* _Do this_
Recast the listing below, from the line with "Target = orange knitted scarf" to the line with "[(256, 279)]", both included, as a JSON list of strings with one string per line. Leave out any blank lines.

## start

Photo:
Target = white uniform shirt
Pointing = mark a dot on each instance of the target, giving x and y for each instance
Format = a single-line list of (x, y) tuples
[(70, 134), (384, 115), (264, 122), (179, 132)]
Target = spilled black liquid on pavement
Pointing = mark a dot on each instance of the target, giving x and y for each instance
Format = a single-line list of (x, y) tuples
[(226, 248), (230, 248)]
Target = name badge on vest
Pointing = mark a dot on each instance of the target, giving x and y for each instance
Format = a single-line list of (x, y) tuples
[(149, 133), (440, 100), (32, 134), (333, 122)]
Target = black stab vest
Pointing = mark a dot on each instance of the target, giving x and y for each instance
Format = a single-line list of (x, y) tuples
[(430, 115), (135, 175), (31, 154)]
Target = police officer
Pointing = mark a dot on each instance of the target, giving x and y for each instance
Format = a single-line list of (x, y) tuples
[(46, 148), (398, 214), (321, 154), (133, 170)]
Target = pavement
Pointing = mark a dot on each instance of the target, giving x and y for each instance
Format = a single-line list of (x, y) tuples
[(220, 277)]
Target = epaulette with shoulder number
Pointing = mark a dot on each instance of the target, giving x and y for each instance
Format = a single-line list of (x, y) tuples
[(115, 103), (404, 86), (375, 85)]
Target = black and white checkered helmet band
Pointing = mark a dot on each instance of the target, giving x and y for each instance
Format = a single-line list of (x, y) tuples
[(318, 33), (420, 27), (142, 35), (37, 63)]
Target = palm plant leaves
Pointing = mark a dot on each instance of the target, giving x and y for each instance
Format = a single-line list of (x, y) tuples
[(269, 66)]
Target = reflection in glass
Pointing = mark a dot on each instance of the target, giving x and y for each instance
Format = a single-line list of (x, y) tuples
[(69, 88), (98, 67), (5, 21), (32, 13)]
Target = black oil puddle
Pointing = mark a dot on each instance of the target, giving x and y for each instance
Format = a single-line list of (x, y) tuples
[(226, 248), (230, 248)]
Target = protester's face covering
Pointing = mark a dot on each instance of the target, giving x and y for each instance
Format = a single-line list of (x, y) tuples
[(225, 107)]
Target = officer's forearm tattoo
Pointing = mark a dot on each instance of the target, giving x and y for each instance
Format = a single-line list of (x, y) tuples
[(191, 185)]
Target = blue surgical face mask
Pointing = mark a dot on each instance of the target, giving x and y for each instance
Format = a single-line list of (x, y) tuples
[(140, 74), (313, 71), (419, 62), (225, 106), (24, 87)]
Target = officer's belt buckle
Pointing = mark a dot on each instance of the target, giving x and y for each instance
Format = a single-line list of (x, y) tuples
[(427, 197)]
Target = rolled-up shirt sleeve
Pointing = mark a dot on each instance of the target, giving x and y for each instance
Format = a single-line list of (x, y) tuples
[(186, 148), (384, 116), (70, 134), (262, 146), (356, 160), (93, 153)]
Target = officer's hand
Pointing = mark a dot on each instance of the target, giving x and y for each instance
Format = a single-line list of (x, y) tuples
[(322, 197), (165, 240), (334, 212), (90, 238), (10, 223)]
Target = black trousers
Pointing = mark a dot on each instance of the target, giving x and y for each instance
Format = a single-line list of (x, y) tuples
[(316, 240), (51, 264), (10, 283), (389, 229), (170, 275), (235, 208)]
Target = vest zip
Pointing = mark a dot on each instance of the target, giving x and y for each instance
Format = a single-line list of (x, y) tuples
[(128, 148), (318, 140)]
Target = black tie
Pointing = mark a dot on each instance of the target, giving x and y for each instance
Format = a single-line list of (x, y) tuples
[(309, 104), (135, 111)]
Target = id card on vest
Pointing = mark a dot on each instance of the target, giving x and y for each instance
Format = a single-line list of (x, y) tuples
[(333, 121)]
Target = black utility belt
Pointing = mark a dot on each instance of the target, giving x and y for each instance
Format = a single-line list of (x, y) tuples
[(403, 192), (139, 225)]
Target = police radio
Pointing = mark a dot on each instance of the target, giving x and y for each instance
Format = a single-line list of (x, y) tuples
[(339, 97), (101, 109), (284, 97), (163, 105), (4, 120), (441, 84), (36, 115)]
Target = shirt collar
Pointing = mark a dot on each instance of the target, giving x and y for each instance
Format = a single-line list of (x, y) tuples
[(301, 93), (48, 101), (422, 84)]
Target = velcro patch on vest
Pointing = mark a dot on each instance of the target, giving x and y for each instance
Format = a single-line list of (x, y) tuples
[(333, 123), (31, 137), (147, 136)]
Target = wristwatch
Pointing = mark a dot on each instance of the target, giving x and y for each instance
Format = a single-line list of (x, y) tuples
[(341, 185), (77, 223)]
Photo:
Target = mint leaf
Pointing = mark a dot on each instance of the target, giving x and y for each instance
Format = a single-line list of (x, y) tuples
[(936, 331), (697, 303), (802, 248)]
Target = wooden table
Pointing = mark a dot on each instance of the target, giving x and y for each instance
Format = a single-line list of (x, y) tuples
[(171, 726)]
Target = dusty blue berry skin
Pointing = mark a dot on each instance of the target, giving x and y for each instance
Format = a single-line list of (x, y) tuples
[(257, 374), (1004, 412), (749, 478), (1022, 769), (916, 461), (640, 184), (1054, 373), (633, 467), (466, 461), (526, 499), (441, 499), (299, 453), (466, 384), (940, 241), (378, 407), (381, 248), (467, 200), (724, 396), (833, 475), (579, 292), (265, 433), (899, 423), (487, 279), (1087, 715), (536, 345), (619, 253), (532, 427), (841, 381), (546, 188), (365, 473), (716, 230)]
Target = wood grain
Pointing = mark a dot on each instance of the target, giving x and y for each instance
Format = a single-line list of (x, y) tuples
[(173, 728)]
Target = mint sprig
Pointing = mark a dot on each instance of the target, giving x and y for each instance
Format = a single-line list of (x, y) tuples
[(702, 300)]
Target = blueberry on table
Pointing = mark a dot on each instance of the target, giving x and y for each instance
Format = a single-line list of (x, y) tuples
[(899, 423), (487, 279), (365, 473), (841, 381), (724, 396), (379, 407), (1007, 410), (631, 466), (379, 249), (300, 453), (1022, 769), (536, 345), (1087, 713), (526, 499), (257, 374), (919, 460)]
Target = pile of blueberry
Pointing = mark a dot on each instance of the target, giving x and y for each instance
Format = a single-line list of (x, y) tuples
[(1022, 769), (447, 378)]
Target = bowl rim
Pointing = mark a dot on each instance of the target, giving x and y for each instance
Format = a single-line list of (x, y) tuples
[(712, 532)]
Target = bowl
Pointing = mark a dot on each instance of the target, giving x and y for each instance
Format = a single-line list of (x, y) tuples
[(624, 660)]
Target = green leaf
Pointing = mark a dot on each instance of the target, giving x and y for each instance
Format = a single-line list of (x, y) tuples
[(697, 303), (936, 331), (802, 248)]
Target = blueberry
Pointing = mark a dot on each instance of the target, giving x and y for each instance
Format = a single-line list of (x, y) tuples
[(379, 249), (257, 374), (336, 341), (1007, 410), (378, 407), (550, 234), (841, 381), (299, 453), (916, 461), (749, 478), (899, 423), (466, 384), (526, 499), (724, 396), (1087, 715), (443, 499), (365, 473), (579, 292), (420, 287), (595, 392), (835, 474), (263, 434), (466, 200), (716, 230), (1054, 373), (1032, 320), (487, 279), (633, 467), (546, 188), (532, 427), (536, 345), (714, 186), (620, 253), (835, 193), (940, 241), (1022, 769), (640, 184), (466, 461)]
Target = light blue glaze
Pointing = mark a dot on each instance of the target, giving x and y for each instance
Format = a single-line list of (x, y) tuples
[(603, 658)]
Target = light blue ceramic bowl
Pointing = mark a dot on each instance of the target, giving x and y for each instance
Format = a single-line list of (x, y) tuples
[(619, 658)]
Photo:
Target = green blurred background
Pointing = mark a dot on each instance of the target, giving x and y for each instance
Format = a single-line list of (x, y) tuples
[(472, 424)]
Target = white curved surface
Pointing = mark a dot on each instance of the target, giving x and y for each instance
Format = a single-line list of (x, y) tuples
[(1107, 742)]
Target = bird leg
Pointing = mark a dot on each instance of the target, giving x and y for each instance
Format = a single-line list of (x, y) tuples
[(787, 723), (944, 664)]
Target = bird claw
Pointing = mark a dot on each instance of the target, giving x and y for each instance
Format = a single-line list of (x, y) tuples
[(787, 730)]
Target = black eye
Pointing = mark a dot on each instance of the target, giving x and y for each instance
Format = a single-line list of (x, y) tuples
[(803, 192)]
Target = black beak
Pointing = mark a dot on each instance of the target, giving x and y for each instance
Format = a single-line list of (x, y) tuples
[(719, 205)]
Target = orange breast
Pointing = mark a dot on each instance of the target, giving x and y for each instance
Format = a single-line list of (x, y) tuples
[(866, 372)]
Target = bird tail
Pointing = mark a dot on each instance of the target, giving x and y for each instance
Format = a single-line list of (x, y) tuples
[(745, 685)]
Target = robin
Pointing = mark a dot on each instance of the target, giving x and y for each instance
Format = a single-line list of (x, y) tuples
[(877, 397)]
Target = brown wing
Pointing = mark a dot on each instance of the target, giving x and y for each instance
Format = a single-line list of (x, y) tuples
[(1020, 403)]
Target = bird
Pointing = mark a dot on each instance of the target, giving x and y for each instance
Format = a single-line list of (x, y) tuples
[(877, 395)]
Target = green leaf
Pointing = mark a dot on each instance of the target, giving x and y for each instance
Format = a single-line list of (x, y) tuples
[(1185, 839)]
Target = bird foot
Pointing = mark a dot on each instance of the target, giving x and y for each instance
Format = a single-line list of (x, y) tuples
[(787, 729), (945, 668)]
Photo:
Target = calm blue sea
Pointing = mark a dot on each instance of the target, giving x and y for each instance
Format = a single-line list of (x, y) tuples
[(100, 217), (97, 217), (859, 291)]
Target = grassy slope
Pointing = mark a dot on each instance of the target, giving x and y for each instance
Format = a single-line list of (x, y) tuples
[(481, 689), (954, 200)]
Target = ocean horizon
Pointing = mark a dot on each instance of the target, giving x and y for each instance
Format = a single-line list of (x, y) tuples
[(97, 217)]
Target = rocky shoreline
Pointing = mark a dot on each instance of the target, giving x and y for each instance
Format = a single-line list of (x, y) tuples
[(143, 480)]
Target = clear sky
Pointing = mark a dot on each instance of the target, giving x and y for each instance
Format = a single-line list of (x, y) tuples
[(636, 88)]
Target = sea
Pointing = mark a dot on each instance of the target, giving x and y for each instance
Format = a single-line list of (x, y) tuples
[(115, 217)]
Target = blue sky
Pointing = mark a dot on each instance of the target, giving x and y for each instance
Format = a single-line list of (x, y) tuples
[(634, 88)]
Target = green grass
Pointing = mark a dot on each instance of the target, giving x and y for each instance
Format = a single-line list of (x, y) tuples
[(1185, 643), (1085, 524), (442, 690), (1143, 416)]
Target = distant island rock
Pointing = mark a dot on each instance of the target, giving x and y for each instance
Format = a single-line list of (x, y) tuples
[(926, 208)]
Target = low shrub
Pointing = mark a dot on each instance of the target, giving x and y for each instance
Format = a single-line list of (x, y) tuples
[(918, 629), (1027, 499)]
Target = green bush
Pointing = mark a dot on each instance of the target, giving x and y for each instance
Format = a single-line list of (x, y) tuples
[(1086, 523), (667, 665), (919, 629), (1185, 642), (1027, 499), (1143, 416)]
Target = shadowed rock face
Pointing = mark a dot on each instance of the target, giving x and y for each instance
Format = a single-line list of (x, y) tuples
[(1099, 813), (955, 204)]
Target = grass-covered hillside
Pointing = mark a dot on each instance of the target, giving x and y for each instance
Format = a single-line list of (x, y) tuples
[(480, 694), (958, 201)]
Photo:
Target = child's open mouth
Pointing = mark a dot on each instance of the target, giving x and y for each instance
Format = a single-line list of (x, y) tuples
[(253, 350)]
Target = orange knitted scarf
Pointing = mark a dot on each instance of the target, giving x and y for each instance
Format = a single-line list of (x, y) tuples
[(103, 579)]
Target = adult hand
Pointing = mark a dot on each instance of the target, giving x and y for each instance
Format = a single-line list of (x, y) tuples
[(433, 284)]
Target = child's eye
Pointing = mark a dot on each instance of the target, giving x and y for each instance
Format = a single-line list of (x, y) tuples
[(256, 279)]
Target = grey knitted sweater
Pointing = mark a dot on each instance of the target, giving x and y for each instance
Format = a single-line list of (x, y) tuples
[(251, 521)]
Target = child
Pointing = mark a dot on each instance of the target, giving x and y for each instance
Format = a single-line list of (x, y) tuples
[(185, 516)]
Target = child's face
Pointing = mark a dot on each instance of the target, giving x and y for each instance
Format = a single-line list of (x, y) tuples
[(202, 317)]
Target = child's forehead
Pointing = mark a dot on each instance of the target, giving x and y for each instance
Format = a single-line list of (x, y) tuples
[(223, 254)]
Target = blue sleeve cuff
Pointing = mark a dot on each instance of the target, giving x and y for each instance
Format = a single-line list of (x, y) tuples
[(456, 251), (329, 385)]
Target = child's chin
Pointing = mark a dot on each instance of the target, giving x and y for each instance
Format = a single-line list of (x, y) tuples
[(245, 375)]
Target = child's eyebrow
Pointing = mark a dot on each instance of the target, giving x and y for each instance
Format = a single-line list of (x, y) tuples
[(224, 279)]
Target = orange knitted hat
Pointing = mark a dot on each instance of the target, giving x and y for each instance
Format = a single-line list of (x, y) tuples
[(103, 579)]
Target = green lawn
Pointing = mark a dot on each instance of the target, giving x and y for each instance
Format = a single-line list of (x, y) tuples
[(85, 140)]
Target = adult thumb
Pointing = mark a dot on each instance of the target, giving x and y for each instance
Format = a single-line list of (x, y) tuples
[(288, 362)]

## end

* _Result of this task_
[
  "Target = orange knitted scarf",
  "Pointing = mark a dot on each instance of the target, giving x and y for each instance",
  "Format = a single-line list of (x, y) tuples",
  "[(103, 579)]",
  "Target = adult hand",
  "Pointing = mark a dot on each instance of the target, giving x and y for each instance",
  "Format = a single-line list of (x, y) tuples",
  "[(433, 284)]",
  "Target = child's eye",
  "Pointing = mark a dot on each instance of the target, giving x and y for each instance",
  "Format = a single-line list of (x, y) tuples",
  "[(256, 279)]"
]